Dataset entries
────
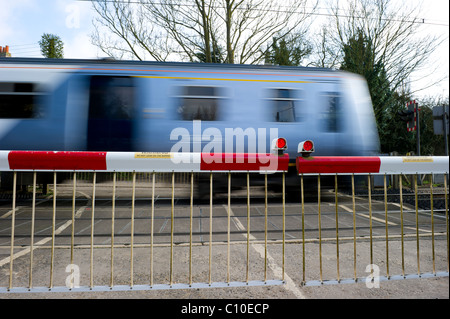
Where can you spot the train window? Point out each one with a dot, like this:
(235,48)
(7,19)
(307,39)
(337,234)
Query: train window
(111,97)
(199,103)
(331,115)
(18,100)
(284,104)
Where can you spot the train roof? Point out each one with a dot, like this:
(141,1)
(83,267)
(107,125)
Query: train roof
(112,62)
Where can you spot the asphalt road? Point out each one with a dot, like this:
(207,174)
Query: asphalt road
(239,265)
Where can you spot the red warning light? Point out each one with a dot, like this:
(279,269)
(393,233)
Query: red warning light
(308,146)
(281,143)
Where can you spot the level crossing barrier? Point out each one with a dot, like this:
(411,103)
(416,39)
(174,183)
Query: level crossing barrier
(306,253)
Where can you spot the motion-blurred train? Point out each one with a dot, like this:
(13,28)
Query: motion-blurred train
(108,105)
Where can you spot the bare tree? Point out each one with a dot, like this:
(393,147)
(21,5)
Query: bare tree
(391,27)
(180,30)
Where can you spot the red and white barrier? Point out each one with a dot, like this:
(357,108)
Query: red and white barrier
(373,165)
(200,162)
(141,162)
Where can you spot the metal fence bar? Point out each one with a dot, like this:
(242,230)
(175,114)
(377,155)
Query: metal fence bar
(178,229)
(152,217)
(320,228)
(133,197)
(417,223)
(191,212)
(91,264)
(172,220)
(228,227)
(52,257)
(33,215)
(386,224)
(432,224)
(13,220)
(248,229)
(369,192)
(265,227)
(210,228)
(113,213)
(446,217)
(337,225)
(284,225)
(303,231)
(354,226)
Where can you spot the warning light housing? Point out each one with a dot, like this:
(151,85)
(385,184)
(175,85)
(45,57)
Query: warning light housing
(279,145)
(306,148)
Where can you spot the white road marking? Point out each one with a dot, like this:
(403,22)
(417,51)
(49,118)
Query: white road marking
(290,284)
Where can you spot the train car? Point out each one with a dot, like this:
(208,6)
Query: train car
(107,105)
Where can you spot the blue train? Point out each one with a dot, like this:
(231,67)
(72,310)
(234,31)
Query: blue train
(107,105)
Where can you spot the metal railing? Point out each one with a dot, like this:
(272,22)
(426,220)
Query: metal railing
(133,234)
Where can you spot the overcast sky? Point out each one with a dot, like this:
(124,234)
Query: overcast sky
(22,23)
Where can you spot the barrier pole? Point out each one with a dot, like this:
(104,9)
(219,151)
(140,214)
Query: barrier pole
(337,226)
(417,223)
(33,214)
(113,213)
(52,256)
(386,223)
(13,221)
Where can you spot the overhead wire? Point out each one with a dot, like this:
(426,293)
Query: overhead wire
(400,19)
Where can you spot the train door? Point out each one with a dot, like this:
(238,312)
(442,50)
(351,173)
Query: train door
(111,110)
(331,124)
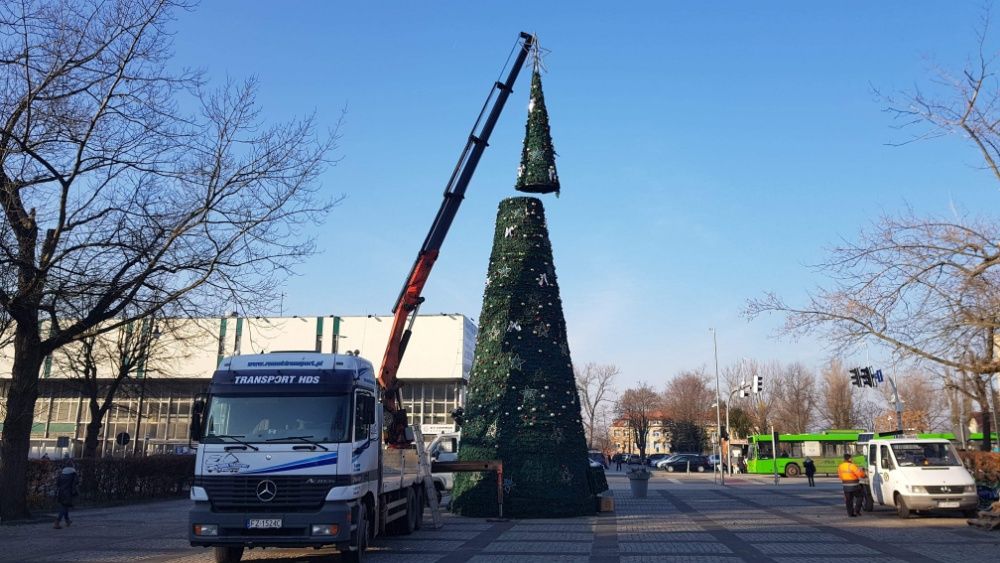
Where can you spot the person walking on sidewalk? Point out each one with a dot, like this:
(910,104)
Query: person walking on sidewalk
────
Select all lines with the word "sidewalk" from the entries above.

Where can you spot the person walking on sidewalk? Point out each one with a dot, like this:
Query: person walking on sidewalk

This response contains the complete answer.